AIM: Recast the stretch of the material from the line containing "point: the ceiling, center" through the end as a numbered list, one item per line and leaving out any blank lines.

Source data:
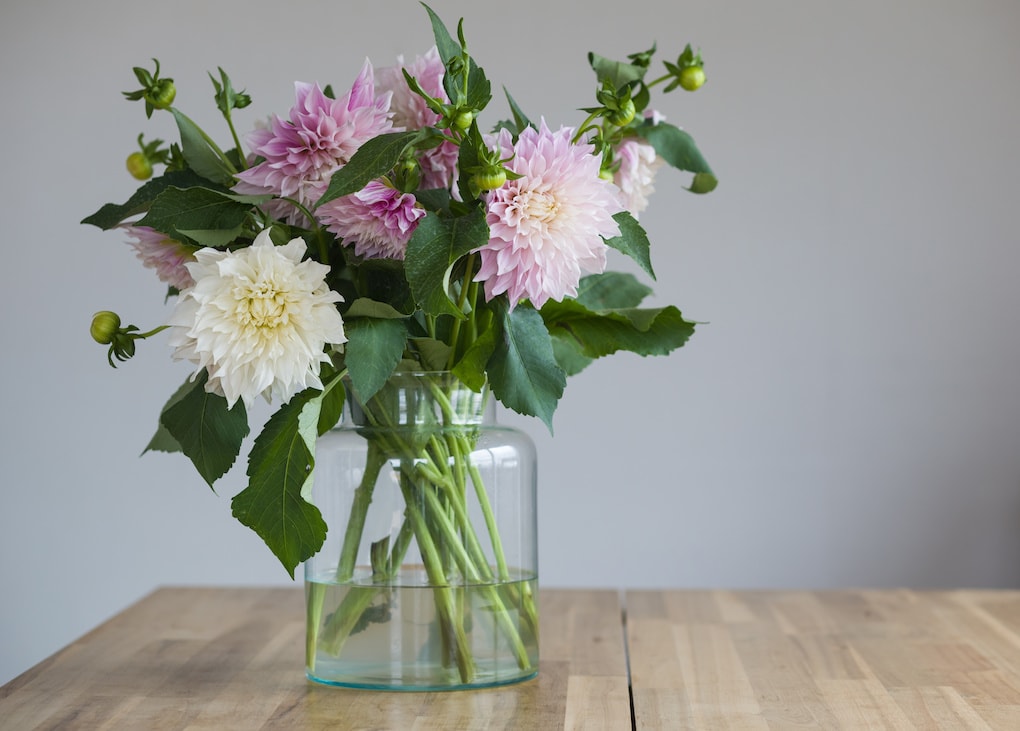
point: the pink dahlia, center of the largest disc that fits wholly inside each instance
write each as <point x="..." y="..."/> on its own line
<point x="635" y="176"/>
<point x="547" y="226"/>
<point x="411" y="112"/>
<point x="167" y="256"/>
<point x="320" y="137"/>
<point x="377" y="220"/>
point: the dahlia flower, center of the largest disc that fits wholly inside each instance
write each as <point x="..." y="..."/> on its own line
<point x="376" y="220"/>
<point x="411" y="112"/>
<point x="547" y="226"/>
<point x="257" y="320"/>
<point x="320" y="137"/>
<point x="635" y="176"/>
<point x="167" y="256"/>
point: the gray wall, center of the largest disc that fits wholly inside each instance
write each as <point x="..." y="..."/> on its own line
<point x="850" y="415"/>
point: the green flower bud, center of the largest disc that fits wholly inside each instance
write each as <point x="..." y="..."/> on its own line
<point x="489" y="179"/>
<point x="462" y="120"/>
<point x="624" y="114"/>
<point x="139" y="166"/>
<point x="161" y="94"/>
<point x="104" y="326"/>
<point x="692" y="77"/>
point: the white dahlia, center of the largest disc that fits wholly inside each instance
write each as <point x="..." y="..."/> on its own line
<point x="257" y="320"/>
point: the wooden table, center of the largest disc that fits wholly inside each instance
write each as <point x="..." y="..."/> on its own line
<point x="233" y="659"/>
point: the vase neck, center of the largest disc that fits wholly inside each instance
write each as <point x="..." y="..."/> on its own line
<point x="421" y="400"/>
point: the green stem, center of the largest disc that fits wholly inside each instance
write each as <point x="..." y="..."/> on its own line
<point x="359" y="511"/>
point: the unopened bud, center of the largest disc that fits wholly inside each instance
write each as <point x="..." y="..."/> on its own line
<point x="104" y="326"/>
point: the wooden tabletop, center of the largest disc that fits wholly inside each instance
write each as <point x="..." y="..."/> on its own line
<point x="233" y="659"/>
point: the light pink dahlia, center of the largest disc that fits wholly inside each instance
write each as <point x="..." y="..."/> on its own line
<point x="411" y="112"/>
<point x="377" y="220"/>
<point x="167" y="256"/>
<point x="547" y="226"/>
<point x="320" y="137"/>
<point x="635" y="176"/>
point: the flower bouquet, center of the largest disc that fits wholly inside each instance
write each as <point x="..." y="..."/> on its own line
<point x="384" y="254"/>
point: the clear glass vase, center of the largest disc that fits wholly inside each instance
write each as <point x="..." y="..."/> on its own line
<point x="428" y="576"/>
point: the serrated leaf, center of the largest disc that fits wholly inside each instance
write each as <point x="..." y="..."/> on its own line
<point x="677" y="148"/>
<point x="598" y="333"/>
<point x="163" y="440"/>
<point x="470" y="369"/>
<point x="435" y="354"/>
<point x="113" y="214"/>
<point x="279" y="464"/>
<point x="176" y="210"/>
<point x="611" y="290"/>
<point x="372" y="160"/>
<point x="522" y="370"/>
<point x="209" y="433"/>
<point x="365" y="307"/>
<point x="199" y="155"/>
<point x="372" y="351"/>
<point x="632" y="242"/>
<point x="616" y="72"/>
<point x="436" y="245"/>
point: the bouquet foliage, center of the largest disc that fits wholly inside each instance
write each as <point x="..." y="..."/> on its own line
<point x="389" y="229"/>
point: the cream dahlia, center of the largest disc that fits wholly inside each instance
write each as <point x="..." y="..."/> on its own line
<point x="257" y="320"/>
<point x="547" y="226"/>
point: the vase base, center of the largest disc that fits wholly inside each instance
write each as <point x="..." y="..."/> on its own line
<point x="423" y="687"/>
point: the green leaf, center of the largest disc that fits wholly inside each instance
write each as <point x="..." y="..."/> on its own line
<point x="470" y="369"/>
<point x="278" y="466"/>
<point x="436" y="245"/>
<point x="519" y="118"/>
<point x="208" y="432"/>
<point x="571" y="360"/>
<point x="597" y="333"/>
<point x="372" y="160"/>
<point x="372" y="351"/>
<point x="199" y="155"/>
<point x="177" y="210"/>
<point x="364" y="307"/>
<point x="434" y="354"/>
<point x="632" y="241"/>
<point x="522" y="370"/>
<point x="678" y="149"/>
<point x="112" y="214"/>
<point x="616" y="72"/>
<point x="611" y="290"/>
<point x="163" y="440"/>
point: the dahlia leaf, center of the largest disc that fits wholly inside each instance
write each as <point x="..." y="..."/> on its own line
<point x="632" y="242"/>
<point x="435" y="247"/>
<point x="113" y="214"/>
<point x="678" y="149"/>
<point x="478" y="89"/>
<point x="611" y="290"/>
<point x="372" y="160"/>
<point x="199" y="155"/>
<point x="373" y="349"/>
<point x="616" y="72"/>
<point x="278" y="466"/>
<point x="163" y="440"/>
<point x="522" y="370"/>
<point x="177" y="210"/>
<point x="597" y="333"/>
<point x="209" y="433"/>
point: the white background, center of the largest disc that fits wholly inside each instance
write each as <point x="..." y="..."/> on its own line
<point x="849" y="416"/>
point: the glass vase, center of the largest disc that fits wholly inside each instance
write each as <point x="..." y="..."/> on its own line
<point x="428" y="576"/>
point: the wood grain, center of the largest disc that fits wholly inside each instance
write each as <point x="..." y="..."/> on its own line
<point x="839" y="660"/>
<point x="233" y="659"/>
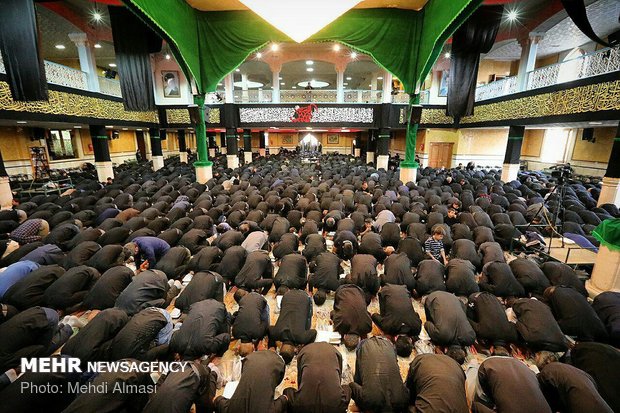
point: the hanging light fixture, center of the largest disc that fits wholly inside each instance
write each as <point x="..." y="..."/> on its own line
<point x="300" y="19"/>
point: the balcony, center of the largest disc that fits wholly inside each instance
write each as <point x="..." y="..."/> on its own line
<point x="60" y="75"/>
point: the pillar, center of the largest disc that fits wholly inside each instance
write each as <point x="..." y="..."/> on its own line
<point x="223" y="150"/>
<point x="212" y="144"/>
<point x="156" y="152"/>
<point x="232" y="149"/>
<point x="247" y="146"/>
<point x="383" y="147"/>
<point x="204" y="167"/>
<point x="87" y="59"/>
<point x="182" y="145"/>
<point x="510" y="169"/>
<point x="262" y="143"/>
<point x="101" y="148"/>
<point x="6" y="195"/>
<point x="529" y="49"/>
<point x="610" y="192"/>
<point x="371" y="145"/>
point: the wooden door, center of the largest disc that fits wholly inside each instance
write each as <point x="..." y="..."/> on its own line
<point x="440" y="155"/>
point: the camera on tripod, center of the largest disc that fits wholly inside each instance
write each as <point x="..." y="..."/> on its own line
<point x="562" y="172"/>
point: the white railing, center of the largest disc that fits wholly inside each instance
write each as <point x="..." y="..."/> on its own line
<point x="592" y="64"/>
<point x="109" y="87"/>
<point x="65" y="76"/>
<point x="498" y="88"/>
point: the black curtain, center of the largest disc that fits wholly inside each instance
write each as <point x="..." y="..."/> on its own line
<point x="19" y="44"/>
<point x="477" y="35"/>
<point x="133" y="42"/>
<point x="576" y="10"/>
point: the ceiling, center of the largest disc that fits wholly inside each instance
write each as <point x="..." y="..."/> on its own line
<point x="561" y="34"/>
<point x="220" y="5"/>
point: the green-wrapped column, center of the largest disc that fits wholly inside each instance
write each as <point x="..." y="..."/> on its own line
<point x="203" y="166"/>
<point x="409" y="167"/>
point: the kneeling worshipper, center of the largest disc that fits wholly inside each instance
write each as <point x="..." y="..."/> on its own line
<point x="293" y="326"/>
<point x="319" y="374"/>
<point x="261" y="373"/>
<point x="377" y="384"/>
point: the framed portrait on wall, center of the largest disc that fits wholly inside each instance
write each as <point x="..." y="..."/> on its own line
<point x="171" y="83"/>
<point x="333" y="139"/>
<point x="443" y="85"/>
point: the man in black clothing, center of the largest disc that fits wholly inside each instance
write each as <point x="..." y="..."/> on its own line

TASK RESULT:
1. point: the ceiling, center of the largest disc that fits wholly inside each instance
2. write each as <point x="..." y="..."/> on its own line
3. <point x="561" y="34"/>
4. <point x="220" y="5"/>
5. point: the green-wrapped column, center of the largest disc that fits wholly inside each instance
6. write each as <point x="..." y="..."/> on its own line
7. <point x="203" y="166"/>
8. <point x="409" y="167"/>
9. point: the kneeling worshipper, center of the largest disc that fits wholly inside each instance
10. write each as <point x="..." y="..."/> on its own line
11. <point x="293" y="326"/>
12. <point x="319" y="374"/>
13. <point x="261" y="373"/>
14. <point x="377" y="384"/>
15. point: the framed portrait on wall, center of the largest disc that fits wholly inside each instance
16. write each as <point x="..." y="..."/> on its own line
17. <point x="171" y="83"/>
18. <point x="333" y="139"/>
19. <point x="443" y="85"/>
20. point: the man in black clothing, center of the largest disc that fits wholly inside each instance
21. write each as <point x="..." y="..."/> on its own line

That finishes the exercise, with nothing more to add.